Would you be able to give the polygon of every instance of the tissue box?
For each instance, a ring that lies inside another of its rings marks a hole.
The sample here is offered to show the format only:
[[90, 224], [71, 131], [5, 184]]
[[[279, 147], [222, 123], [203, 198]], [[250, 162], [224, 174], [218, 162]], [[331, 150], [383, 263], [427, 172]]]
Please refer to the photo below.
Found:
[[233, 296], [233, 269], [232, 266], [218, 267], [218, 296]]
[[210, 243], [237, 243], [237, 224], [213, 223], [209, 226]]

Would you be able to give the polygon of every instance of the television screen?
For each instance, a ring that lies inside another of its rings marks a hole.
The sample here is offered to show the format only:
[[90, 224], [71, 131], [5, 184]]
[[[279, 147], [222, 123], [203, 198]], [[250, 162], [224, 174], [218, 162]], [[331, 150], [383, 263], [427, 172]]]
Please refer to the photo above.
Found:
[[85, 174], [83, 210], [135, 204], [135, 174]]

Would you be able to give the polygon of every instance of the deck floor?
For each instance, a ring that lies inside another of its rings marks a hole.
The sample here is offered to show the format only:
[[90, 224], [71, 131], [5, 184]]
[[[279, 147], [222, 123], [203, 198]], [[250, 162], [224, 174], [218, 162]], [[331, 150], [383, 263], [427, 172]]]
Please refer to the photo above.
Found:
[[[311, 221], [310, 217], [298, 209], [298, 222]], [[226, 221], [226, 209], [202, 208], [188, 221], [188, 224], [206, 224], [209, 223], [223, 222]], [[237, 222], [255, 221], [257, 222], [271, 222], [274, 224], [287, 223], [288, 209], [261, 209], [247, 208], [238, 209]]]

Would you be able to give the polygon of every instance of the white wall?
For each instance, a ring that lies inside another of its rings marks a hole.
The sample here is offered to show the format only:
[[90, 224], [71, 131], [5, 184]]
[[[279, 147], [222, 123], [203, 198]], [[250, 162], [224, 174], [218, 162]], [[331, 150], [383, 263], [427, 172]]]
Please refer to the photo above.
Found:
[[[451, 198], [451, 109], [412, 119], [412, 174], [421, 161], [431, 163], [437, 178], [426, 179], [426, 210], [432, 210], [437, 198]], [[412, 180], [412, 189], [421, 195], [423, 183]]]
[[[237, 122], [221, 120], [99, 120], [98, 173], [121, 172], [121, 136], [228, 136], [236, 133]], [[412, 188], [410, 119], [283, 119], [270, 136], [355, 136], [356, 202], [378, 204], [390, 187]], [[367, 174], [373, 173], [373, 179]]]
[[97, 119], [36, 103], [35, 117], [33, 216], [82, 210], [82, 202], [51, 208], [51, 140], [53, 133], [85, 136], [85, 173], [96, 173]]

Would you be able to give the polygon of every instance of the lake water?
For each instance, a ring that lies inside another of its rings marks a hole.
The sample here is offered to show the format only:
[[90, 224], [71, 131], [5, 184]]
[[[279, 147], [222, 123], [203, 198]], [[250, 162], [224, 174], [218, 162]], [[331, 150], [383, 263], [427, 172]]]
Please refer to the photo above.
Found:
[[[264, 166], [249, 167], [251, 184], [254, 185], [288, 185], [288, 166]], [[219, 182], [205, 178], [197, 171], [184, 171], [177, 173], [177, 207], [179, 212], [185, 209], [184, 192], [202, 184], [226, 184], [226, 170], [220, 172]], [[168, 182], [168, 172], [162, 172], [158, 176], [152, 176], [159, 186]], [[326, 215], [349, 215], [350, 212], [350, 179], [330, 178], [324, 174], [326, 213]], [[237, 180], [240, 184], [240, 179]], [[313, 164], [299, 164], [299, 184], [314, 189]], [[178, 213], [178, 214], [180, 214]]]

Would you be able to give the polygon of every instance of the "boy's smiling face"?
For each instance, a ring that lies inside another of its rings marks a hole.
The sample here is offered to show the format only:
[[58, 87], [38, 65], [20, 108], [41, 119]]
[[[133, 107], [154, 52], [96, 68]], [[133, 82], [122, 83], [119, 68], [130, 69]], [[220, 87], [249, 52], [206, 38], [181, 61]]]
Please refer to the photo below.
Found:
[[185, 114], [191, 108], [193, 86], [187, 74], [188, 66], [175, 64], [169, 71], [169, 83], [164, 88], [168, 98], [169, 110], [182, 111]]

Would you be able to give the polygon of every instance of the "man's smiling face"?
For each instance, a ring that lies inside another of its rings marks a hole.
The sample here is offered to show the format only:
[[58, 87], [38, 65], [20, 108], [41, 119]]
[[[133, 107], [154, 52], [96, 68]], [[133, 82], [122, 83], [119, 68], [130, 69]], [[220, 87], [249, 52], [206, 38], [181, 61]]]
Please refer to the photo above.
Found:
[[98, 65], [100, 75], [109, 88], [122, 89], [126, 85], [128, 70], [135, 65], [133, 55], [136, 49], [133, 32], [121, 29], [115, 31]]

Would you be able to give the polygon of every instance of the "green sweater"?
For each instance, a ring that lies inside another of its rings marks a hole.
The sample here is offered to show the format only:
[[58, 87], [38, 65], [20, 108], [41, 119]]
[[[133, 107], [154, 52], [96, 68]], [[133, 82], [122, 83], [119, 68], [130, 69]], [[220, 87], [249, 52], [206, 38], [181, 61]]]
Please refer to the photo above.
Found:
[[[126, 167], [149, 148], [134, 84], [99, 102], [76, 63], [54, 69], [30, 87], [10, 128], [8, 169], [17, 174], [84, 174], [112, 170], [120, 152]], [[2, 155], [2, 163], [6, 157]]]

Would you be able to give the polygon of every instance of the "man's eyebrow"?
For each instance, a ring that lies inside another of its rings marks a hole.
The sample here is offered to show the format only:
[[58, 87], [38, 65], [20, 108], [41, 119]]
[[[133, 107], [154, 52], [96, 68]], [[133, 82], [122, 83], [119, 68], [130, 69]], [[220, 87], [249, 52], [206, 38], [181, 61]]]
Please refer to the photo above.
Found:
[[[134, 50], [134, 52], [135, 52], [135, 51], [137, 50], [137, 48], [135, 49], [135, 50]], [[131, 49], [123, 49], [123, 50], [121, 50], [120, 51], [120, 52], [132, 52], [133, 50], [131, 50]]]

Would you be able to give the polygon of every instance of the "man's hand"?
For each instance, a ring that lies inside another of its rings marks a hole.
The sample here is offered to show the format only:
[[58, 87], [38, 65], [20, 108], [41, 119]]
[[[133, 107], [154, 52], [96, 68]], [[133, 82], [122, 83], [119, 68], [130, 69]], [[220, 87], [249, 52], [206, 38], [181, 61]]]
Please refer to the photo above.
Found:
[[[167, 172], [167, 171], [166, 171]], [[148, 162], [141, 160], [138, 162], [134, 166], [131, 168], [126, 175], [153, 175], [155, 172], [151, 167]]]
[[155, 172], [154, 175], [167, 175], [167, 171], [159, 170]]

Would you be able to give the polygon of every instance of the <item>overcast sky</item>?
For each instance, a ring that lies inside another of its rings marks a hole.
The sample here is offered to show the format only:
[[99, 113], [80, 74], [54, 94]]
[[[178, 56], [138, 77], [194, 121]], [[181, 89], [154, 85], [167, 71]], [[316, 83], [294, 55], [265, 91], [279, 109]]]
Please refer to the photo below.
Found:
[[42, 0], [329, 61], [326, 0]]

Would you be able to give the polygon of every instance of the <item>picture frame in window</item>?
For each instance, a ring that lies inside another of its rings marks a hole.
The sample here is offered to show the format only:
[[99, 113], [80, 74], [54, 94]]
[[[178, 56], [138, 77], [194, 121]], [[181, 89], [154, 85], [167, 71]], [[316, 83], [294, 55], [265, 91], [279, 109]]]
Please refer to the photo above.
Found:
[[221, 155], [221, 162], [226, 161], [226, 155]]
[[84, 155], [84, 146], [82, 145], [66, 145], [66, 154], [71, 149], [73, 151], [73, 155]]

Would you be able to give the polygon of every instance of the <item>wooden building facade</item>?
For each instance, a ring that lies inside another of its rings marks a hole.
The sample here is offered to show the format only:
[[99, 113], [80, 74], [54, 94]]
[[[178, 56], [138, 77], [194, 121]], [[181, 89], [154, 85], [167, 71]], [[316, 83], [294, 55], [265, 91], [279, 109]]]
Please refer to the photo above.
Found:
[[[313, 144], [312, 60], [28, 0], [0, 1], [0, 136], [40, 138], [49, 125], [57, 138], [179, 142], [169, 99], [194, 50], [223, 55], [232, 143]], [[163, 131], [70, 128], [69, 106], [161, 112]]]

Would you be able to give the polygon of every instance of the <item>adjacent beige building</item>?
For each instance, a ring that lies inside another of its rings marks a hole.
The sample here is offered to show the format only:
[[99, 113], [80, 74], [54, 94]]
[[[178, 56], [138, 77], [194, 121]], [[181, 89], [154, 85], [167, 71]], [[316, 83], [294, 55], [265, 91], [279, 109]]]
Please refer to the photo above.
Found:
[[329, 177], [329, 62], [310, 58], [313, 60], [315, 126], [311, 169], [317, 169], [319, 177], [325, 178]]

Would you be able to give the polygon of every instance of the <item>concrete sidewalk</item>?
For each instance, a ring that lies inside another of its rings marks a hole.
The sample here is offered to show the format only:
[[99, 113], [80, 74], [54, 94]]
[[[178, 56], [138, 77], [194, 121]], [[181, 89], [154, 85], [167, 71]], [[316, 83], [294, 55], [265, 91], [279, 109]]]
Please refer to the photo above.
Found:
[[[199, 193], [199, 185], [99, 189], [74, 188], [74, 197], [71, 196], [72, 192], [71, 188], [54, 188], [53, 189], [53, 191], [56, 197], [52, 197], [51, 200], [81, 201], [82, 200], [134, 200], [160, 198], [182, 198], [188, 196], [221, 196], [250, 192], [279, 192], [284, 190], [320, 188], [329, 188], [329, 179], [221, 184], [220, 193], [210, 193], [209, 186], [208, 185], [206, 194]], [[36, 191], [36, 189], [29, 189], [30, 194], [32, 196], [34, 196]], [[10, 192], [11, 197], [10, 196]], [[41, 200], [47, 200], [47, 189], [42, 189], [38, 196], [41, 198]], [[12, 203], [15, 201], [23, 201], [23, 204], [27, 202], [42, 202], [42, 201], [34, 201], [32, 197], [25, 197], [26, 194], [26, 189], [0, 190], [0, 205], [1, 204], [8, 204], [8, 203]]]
==================================================
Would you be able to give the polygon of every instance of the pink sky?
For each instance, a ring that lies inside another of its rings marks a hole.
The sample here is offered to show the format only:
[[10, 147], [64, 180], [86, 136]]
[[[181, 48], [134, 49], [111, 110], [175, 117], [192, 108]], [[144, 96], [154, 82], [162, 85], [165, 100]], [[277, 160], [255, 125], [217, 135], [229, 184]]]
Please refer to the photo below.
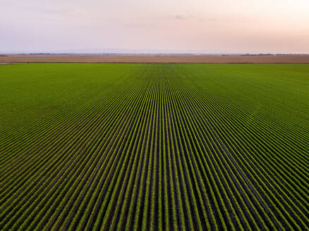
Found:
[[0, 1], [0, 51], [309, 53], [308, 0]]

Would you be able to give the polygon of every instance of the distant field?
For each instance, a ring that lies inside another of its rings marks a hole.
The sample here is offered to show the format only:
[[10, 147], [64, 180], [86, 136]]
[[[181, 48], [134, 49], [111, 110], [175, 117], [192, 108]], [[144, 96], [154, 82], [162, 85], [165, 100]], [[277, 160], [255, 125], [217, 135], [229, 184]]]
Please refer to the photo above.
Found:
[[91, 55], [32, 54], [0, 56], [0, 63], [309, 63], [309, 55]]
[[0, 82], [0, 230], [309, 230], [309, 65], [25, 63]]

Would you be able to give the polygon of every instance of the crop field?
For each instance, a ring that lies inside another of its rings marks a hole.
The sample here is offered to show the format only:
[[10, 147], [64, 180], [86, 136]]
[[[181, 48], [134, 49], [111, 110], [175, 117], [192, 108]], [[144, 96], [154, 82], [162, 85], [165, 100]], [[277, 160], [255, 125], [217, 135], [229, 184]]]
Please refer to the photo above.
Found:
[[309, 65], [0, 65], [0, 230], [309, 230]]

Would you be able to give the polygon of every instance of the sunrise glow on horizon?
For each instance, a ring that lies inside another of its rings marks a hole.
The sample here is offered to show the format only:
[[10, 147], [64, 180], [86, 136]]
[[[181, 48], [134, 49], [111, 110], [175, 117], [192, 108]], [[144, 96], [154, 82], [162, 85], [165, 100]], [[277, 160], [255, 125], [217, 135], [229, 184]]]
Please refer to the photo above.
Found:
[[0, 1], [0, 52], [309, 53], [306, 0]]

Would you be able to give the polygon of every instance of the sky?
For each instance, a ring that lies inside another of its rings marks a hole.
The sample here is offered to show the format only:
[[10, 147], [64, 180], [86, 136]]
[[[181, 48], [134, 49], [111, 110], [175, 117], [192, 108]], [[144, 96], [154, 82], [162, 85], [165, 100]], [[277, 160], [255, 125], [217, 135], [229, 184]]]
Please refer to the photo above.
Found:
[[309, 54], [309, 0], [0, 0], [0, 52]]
==================================================
## Problem to solve
Render as a numbered list the lines starting at the one containing "the <item>overcast sky</item>?" and ending at the one containing "151], [73, 155]]", both included, and omit any blank lines.

## Output of the exercise
1. Would you be able to give the polygon of every instance of the <item>overcast sky</item>?
2. For each instance, a ring that lies inside another of its rings marks a hole.
3. The sample here is offered to show the format only:
4. [[99, 113], [80, 74], [54, 94]]
5. [[[178, 56], [138, 77], [194, 121]], [[181, 89], [154, 85], [167, 71]], [[316, 83], [294, 55], [265, 91], [279, 109]]]
6. Please refer to the photo below.
7. Found:
8. [[42, 0], [329, 61], [326, 0]]
9. Would you be able to give the polygon of every instance of the <item>picture frame in window</item>?
10. For each instance, a ring that lies inside another of its rings marks a hole.
11. The sample here is offered to show the format only:
12. [[99, 113], [80, 74], [54, 94]]
13. [[[178, 56], [138, 77], [194, 121]], [[181, 89], [154, 85], [167, 71]], [[316, 83], [294, 55], [265, 91], [279, 109]]]
14. Please refer to the photo above.
15. Found:
16. [[221, 155], [221, 162], [226, 161], [226, 155]]
17. [[84, 155], [84, 146], [82, 145], [66, 145], [66, 154], [71, 149], [73, 151], [73, 155]]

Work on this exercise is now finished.